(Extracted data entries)

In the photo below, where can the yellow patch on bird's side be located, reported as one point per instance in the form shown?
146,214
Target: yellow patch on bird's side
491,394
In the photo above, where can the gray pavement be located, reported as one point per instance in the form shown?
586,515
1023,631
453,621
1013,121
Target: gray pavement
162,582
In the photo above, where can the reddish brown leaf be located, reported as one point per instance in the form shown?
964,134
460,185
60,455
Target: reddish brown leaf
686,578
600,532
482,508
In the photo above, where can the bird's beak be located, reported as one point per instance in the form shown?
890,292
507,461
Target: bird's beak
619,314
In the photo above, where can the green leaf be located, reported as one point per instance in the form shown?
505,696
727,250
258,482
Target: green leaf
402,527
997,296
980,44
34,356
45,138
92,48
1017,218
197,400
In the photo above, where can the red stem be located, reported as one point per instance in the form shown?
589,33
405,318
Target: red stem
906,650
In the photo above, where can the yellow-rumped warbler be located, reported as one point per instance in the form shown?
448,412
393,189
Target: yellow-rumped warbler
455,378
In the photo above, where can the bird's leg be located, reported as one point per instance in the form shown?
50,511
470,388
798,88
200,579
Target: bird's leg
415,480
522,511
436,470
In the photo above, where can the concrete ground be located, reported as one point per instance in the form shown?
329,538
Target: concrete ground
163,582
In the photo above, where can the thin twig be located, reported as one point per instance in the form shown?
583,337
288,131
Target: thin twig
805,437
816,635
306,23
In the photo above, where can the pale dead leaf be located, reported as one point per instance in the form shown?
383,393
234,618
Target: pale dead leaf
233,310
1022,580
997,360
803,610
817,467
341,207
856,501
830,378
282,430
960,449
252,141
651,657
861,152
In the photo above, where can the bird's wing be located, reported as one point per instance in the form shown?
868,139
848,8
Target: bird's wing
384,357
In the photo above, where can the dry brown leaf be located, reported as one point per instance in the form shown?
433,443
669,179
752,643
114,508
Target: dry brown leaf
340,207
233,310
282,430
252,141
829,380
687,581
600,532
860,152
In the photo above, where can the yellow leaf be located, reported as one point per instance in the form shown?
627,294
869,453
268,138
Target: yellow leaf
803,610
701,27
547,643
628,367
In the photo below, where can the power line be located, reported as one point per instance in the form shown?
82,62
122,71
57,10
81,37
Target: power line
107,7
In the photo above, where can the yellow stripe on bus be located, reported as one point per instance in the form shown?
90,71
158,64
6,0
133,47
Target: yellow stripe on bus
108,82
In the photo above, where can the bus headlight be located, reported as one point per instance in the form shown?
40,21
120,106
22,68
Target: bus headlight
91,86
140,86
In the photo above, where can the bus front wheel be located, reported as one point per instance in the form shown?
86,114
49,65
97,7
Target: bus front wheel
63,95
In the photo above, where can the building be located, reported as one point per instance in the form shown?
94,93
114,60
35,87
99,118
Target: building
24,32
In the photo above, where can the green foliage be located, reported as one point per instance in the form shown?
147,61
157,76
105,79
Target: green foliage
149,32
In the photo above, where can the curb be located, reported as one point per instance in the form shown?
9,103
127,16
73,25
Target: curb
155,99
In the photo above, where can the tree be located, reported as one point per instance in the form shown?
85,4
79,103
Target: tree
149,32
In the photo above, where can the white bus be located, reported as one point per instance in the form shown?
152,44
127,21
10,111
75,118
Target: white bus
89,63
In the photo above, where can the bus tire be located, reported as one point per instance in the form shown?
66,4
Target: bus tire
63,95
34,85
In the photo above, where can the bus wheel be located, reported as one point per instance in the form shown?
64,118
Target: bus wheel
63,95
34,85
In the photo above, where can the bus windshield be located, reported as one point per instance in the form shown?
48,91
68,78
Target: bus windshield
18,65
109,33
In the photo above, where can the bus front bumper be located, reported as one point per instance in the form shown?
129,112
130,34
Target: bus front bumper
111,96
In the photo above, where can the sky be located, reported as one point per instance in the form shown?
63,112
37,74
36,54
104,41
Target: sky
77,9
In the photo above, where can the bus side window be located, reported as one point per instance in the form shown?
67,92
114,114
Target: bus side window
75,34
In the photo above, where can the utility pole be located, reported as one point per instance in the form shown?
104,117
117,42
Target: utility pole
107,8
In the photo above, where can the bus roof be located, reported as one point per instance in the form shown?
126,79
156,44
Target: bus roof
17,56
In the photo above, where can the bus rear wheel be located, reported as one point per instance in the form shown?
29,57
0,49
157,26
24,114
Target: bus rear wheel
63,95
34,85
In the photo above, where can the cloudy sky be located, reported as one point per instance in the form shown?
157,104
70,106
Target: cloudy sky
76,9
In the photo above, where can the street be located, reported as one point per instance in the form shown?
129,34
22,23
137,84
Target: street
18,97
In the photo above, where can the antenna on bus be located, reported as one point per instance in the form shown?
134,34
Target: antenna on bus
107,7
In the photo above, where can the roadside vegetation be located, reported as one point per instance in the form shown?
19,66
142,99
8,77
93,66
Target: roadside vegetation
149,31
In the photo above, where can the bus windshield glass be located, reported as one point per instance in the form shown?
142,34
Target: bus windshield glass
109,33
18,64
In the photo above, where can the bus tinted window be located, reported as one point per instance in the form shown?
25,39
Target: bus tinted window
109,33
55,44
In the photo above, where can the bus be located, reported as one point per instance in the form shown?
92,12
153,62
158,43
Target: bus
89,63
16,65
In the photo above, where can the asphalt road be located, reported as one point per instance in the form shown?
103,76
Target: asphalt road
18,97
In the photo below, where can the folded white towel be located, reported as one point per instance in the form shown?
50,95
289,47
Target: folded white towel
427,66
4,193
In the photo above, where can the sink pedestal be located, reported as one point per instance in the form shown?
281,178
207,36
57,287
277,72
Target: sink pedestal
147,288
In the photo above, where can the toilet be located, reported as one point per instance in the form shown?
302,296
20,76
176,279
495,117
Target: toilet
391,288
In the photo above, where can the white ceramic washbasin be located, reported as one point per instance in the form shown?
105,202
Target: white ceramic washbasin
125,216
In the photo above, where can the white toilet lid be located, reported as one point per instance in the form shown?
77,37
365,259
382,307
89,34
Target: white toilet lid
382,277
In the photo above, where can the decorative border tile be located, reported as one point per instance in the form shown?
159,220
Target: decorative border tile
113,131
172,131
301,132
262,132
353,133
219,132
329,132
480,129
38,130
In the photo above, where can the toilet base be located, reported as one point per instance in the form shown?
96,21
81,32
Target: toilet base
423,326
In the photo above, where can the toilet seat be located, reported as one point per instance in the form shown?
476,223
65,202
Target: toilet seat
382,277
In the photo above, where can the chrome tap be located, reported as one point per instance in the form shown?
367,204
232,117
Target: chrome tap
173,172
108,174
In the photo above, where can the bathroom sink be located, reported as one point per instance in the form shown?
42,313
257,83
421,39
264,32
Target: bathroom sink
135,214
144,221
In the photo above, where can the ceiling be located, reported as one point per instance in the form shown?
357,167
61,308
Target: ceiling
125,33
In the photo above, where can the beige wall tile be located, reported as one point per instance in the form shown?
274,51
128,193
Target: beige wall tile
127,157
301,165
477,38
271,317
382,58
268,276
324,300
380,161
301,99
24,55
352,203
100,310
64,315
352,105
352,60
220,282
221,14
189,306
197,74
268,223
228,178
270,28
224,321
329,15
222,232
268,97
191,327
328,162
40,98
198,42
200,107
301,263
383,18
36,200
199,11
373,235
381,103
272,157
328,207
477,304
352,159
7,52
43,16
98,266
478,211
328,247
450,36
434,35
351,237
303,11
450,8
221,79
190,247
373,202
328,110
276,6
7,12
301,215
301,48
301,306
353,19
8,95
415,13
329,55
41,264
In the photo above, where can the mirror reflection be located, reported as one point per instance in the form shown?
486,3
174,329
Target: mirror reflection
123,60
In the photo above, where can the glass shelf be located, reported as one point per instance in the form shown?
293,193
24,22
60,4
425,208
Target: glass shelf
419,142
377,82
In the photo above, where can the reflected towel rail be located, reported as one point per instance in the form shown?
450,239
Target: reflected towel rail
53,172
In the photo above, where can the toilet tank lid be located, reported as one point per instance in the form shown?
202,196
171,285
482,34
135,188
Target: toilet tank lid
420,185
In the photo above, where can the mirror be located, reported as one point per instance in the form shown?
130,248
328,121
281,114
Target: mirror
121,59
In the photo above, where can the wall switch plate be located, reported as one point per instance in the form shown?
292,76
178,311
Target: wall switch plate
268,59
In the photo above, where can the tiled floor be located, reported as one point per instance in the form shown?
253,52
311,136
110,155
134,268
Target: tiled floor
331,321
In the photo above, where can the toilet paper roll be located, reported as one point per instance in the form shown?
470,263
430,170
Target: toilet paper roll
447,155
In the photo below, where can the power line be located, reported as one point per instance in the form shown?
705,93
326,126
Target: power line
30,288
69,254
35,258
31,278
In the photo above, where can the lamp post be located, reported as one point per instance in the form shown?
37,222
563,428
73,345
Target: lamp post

* [Task description]:
Reproduce, word for word, every line starting at the line that contains "In the photo above, where can the toilet paper" and ending with the final line of the entries.

* [Result of the exercise]:
In the photo above, where can the toilet paper roll be located, reported as one point per instance in the form shown?
470,263
430,170
Target: toilet paper roll
447,155
In the photo below, where can the power line be located, reported as one point per instance in the form shown?
705,93
326,126
Target: power line
30,288
69,254
35,258
31,278
In the photo above, where can the lamp post be located, reported as one point per instance in the form shown?
37,222
563,428
73,345
Target: lamp post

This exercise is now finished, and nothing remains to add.